Source text.

──────────────────────────────

# M&S salt and pepper kale crisps



## KookyCat (May 17, 2015)

Whilst wandering the aisles of M&S today I discovered salt and pepper kale crisps, I looked on the back and noticed they were 3.2g of carb for the bag so decided to give them a try.  They have cashew butter on as well, I'm guessing to perk up the flavour and mask the bitterness that Kale can have.  Actually they were rather nice, very crispy like deep fried seaweed (it isn't fried, it's dried so practically fat free aside from the cashew nut butter) and very peppery.  I was actually quite excited by this development because they also have fibre and a good deal of vitamin E, until I looked down at my till receipt and realised they were £2 for a bag the same size as a bag of quavers   still I might have an investigate of how to make them myself, just to see if there's any info out there.  So nice, and very low carb, which is good but far too pricey for my purse


----------



## Northerner (May 17, 2015)

They sound great, such a shame they are so expensive  Compare that to the 24 bags of Walkers I got the other day for £3!


----------



## HOBIE (May 17, 2015)

Kale is full of goodness. A while ago I was into making kale soup. I will try them Thanks


----------



## HOBIE (May 18, 2015)

Had a bag today. Very good & only 3.2g a bag (25g).  Coated in cashew butter


----------



## DeusXM (May 18, 2015)

──────────────────────────────

Stored records.

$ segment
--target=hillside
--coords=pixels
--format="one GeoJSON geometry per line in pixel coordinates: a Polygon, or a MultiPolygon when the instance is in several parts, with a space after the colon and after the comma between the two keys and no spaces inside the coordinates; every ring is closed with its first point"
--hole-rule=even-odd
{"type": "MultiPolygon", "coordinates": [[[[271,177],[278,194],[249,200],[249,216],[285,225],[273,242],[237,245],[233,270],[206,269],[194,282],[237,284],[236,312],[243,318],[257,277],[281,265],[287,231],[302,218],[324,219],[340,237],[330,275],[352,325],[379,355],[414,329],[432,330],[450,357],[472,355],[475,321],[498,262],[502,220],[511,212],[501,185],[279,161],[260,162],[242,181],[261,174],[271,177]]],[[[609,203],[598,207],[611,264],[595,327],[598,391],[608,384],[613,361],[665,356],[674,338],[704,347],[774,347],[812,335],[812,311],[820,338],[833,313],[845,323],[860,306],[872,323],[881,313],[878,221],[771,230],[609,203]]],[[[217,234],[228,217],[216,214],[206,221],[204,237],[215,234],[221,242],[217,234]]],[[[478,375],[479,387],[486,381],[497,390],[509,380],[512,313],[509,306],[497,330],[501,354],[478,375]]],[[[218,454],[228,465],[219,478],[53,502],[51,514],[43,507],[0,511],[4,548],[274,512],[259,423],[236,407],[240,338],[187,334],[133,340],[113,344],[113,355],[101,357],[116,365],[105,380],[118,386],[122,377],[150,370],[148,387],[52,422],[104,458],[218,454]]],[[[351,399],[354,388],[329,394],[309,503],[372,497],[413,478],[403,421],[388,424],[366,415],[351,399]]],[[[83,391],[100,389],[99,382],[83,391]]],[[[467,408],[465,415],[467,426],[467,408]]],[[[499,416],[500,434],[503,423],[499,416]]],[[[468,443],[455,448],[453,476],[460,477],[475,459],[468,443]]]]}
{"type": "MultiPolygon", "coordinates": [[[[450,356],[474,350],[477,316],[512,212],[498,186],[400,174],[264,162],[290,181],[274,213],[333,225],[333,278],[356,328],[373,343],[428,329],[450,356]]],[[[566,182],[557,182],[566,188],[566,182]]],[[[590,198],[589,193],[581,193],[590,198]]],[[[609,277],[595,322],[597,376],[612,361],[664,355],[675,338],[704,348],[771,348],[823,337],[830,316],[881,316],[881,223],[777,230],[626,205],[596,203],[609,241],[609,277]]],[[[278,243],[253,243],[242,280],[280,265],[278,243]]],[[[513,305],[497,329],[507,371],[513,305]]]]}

──────────────────────────────

Exercise goal.
List each distinct username that appears in a post heading of the kale crisps thread.

Answer to this task.
KookyCat, Northerner, HOBIE, DeusXM